**What the task requires**
Output all of the records again, exactly as written.
*** Opening Source data ***
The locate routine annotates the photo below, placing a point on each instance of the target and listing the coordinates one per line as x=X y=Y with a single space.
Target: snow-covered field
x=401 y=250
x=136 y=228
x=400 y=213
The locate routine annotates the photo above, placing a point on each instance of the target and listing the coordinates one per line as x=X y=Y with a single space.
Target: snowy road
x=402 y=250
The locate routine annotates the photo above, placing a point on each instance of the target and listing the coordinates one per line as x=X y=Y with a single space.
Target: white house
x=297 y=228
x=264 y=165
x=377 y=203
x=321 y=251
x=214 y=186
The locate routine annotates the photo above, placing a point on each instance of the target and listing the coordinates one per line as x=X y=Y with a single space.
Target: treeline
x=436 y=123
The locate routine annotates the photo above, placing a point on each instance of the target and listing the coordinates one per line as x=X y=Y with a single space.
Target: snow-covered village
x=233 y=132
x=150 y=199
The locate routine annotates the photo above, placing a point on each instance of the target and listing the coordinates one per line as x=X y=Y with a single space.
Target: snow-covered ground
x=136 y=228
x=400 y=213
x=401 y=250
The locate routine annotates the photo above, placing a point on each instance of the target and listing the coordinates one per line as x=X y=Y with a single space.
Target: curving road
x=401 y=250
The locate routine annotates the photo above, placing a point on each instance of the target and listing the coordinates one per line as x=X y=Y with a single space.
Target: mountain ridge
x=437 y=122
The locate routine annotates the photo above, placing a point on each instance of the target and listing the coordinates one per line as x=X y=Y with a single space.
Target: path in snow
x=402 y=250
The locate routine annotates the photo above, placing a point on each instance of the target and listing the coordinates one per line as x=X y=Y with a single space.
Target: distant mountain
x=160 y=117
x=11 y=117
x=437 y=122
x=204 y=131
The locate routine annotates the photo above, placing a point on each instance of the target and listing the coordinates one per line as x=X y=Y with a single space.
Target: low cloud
*** Closing Source data ***
**Problem solution**
The locate routine annotates the photo below, placing a point on each instance of the target and listing the coordinates one per line as x=X y=Y with a single space.
Target: snow-covered field
x=401 y=250
x=136 y=228
x=400 y=213
The locate routine annotates the photo above, placing a point on each instance of the target and listing the coordinates one per line as x=X y=Y with a single space.
Target: snowy road
x=402 y=250
The locate routine annotates the photo above, placing a point on each instance of the target and listing the coordinates one per line as x=X y=Y with a single space.
Target: white house
x=297 y=228
x=264 y=165
x=377 y=203
x=321 y=251
x=214 y=186
The locate routine annotates the photo above, placing a point on each instance of the target and listing the coordinates one per line as x=X y=Y with a single space.
Target: treeline
x=436 y=123
The locate routine annotates the photo above, placing a point on each instance of the target and listing the coordinates one per line as x=X y=Y with a single space.
Target: snow-covered village
x=233 y=132
x=150 y=199
The locate routine annotates the photo above, placing a point on each instance of the target and listing the coordinates one per line as x=X y=Y with a single space.
Target: snow-covered ground
x=136 y=228
x=400 y=213
x=401 y=250
The locate routine annotates the photo above, placing a point on each instance of the target and listing the coordinates one per line as x=X y=Y with a single space.
Target: curving road
x=401 y=250
The locate routine annotates the photo above, placing a point on each instance of the target and listing the coordinates one per line as x=X y=Y with a single space.
Target: mountain ridge
x=437 y=122
The locate routine annotates the photo above, placing a point on each instance of the target and listing the coordinates one per line as x=X y=Y with a single space.
Target: path in snow
x=402 y=250
The locate routine annotates the photo above, placing a point on each instance of the target and listing the coordinates one per line as x=X y=Y with a single space.
Target: distant mountain
x=160 y=117
x=11 y=117
x=437 y=122
x=204 y=131
The locate routine annotates the photo above, placing a point on each instance of the target and listing the coordinates one per line as x=X y=Y with a single space.
Target: low cloud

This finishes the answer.